## Exercise:
Exactly the lines from the one containing "label: forest background" to the final line below should be output, and no others.

Phrase grounding data:
★ ★ ★ ★ ★

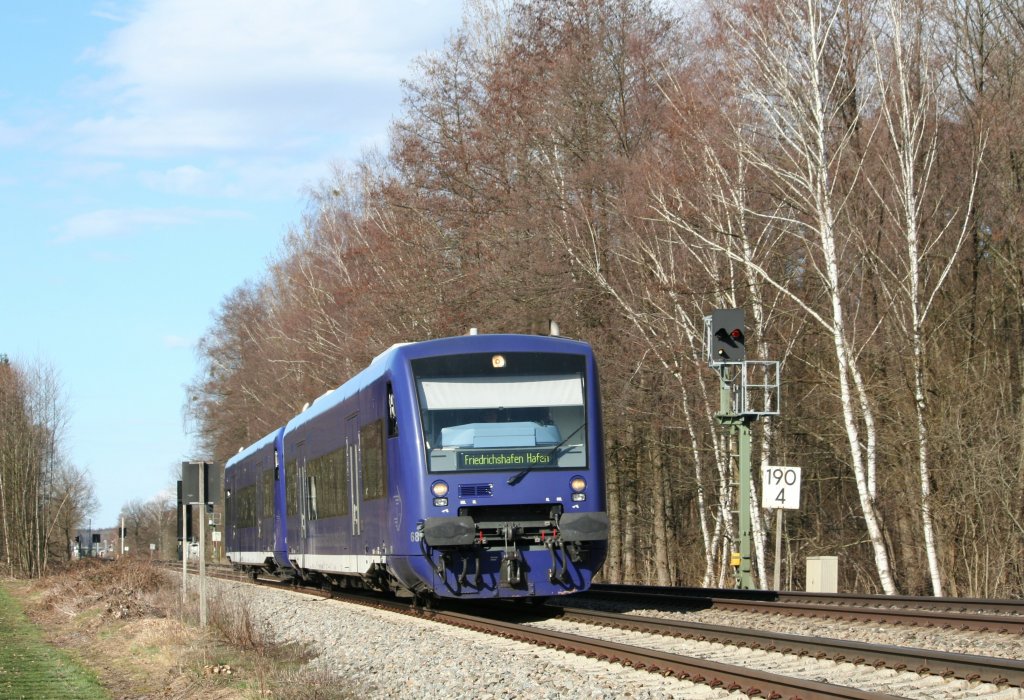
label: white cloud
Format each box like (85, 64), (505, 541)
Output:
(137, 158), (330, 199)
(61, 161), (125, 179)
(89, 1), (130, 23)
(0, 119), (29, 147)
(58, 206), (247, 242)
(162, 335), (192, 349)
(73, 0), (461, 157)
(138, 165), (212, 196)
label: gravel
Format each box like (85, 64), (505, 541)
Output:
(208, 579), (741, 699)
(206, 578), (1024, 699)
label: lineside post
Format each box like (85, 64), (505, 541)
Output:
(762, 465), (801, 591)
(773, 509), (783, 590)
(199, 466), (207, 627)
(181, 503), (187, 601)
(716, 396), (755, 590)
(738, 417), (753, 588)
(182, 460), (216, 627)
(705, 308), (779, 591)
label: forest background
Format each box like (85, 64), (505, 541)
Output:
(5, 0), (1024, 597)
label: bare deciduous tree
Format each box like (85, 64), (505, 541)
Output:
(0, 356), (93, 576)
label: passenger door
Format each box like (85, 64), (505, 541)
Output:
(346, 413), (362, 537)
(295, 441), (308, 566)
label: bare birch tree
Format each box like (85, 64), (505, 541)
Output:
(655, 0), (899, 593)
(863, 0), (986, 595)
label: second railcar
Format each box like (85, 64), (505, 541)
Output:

★ ★ ★ ★ ★

## Exercise response:
label: forest background
Format each box like (85, 64), (505, 541)
Output:
(5, 0), (1024, 597)
label: bare deciduous tree
Format each box like (85, 64), (505, 541)
Output:
(0, 356), (93, 576)
label: passenger door
Format each box like (85, 64), (505, 541)
Output:
(346, 413), (362, 537)
(295, 441), (308, 566)
label: bare birch tree
Format each box like (85, 64), (505, 541)
Output:
(655, 0), (899, 593)
(863, 0), (986, 595)
label: second railcar
Format each box like (85, 64), (505, 541)
Output:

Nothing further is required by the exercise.